Parole sagge, quelle del professor Sergio Fabbrini.

Essere, sentirsi una forza di governo non significa necessariamente svolgere funzioni di governo, esprimere ministri. Vuol dire piuttosto anche fare opposizione e avanzare proposte alternative rispetto alla linea della maggioranza e dell’esecutivo come se si facesse parte del governo: proposte di governo, appunto. Non demagogiche, non propagandistiche. Tenendo sempre conto delle compatibilità, come il grande Luciano Lama insegnò al sindacato e alla sinistra. Esser dentro un orizzonte, una visione di governo e di responsabilità, dunque.

Per il resto una fase di opposizione, vissuta in tale prospettiva, può esser molto salutare per il centrosinistra, concordo appieno con Fabbrini. E può aiutare a risolvere i nodi irrisolti della sinistra di governo. A proposito di Massimo D’Alema e del 1998, forse con un pizzico di supponenza proverei addirittura a rendere esplicito un passaggio concettuale. Gli eredi del Pci non avrebbero dovuto considerare compiuto il lavoro di elaborazione del proprio passato solo sulla base del fatto, pur fondamentale, che il Pci avesse contribuito in maniera determinante alla Resistenza e alla stesura della Carta costituzionale o, poniamo, alla sconfitta del terrorismo. E, più in generale, in virtù della sua collocazione nell’arco costituzionale. Né bastava il passaggio della Bolognina, conseguente al venir meno della “cortina di ferro”. Occorreva riconoscere il senso di un errore e di un fallimento, e da lì ripartire. Va da sé che proprio la capacità di compiere tale riconoscimento e di farvi davvero i conti sarebbe stata lì a dimostrare che, in quella vicenda, erano stati gettati tanti, tantissimi semi buoni. Già ho avuto occasione di dire, insomma, che quella del Pci non sia stata la storia di un errore. L’errore si situava nel legame con il comunismo sovietico e internazionale, a dispetto di strappi e tentativi di emancipazione.

Fabbrini, poi, indica mirabilmente la strada: un grande soggetto riformista si fa carico sia di una strategia volta alla crescita sia delle istanze di giustizia sociale. Non vi può essere una “divisione dei compiti”; occorrono piuttosto una linea e un progetto unitario e coerente di sviluppo sostenibile e di inclusione e partecipazione diffusa al benessere.

Qui giunti, sento di continuare con una postilla. Non dispongo delle conoscenze specifiche e delle capacità di analisi del politologo; mi muovo con l’intuito dell’osservatore appassionato. Compiere i passaggi indicati dallo studioso potrebbe non bastare. È quasi proverbiale dire che il nostro assetto politico presenta le maggiori analogie, pur con tutte le profonde differenze, con quello dei cugini d’oltralpe. Ebbene: il Partito socialista francese, (ri)fondato a Épinay da leader come Mitterrand e arricchito dal contributo di cristiano-sociali come Delors, è ormai (quasi) scomparso di scena. E che dire dei laburisti israeliani, veri e propri padri della patria?

Qualche amico, leggendo queste mie note, mi rimprovera benevolmente di peccare di ottimismo. Ora, tuttavia, mi sento di evidenziare che, per il Pd e per la sinistra riformista, il percorso sia irto di difficoltà.

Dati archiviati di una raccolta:
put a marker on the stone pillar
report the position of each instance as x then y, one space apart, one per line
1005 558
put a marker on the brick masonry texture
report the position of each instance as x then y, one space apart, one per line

Cosa fare:
a - Rispondi a queste domande sul brano:
(i) Chi insegnò al sindacato e alla sinistra a tenere conto delle compatibilità?
(ii) In quale località fu (ri)fondato il Partito socialista francese?
(iii) In che cosa si situava l'errore del Pci?
b - Filtra le righe dei dati e copia ognuna di quelle che contengono la stringa "marker". Maiuscole e minuscole vanno distinte.

Risposte:
a -
(i) Luciano Lama.
(ii) A Épinay.
(iii) Nel legame con il comunismo sovietico e internazionale.

b -
put a marker on the stone pillar
put a marker on the brick masonry texture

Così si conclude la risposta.